Extrait de lettre:
▼

Mon cher Pancrace,
J'ai reçu ta lettre dans laquelle, aussitôt retourné au Bénin en cette chaude période électorale, tu m'indiques la lecture d'un article publié dans un des journaux sous contrat du gouvernement Yayi ; Le Matinal pour ne pas le nommer. Je te remercie de la promptitude et de l'amicale bienveillance avec laquelle tu as tenu à m'informer, comme à ton habitude, de tout ce qui touche à l'actualité de notre pays.
Et de fait, aussitôt que j'ai pu, j'ai pris connaissance de l'article en question et l’ai lu à tête reposée pour en comprendre l'intention et les moyens. Toutes choses qu'à mon tour, j'ai le plaisir de partager avec toi. À ta question : « n'est-ce pas là de l'intox à dormir debout? » je ne réserve pas ma réponse : elle est : oui ! À 100 % ! J'abonde dans le même sens que toi, c'est de l'intox dans ses moyens comme dans ses intentions.

▲

Entrées fournies:
▼

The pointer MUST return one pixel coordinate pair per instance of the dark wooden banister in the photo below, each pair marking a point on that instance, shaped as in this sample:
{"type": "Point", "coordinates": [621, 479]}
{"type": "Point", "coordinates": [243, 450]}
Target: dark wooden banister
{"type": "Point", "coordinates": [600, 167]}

▲

Série d'exercices:
[1] Recopiez à l'identique le passage de la lettre à Pancrace qui va de « Et de fait, aussitôt » jusqu'à « dans ses intentions. ».
[2] Relevez tous les noms propres qui figurent dans la lettre à Pancrace.
[3] Poursuivez la lettre à Pancrace sur l'article du Matinal après sa dernière phrase.

Réponses par tâche:
[1]
Et de fait, aussitôt que j'ai pu, j'ai pris connaissance de l'article en question et l’ai lu à tête reposée pour en comprendre l'intention et les moyens. Toutes choses qu'à mon tour, j'ai le plaisir de partager avec toi. À ta question : « n'est-ce pas là de l'intox à dormir debout? » je ne réserve pas ma réponse : elle est : oui ! À 100 % ! J'abonde dans le même sens que toi, c'est de l'intox dans ses moyens comme dans ses intentions.

[2]
- Pancrace
- Bénin
- Yayi
- Le Matinal

[3]
D'abord pour ce qui est des moyens, il y a la rhétorique de l'indignation dont le soi-disant Lima Pierre abuse à n'en plus finir, ce qui finit par en trahir le caractère parfaitement chiqué. On ne compte pas moins de 28 points d’exclamations ou d'interrogation dans ce petit texte, presque autant que dans une œuvre classique de Molière ou de Racine. Plus indigné que notre homme, tu meurs. Indigné et qui prétend bien causer le français. Il y a le jugement implicite que celui qui écrit des phrases correctes et énonce ses idées avec rigueur est intelligent ; et celui qui est intelligent a toujours raison. Indépendamment de l'objectivité ou de la validité de ce qu'il dit. Avec son discours et son langage trempé dans la sueur de l'indignation et le gongorisme soutenu de ceux qui confondent verbiage et idées, notre homme serait capable moyennant de belles phrases truffées de points d’interrogation de nous dire que le cercle est carré. Et résoudre ainsi l’antique problème de la quadrature du cercle. Voici pour la rhétorique qui est censée impressionner le commun mais qui ne recouvre en fin de compte qu’un raisonnement léger, partisan, partielle, partiale, et passablement douteux.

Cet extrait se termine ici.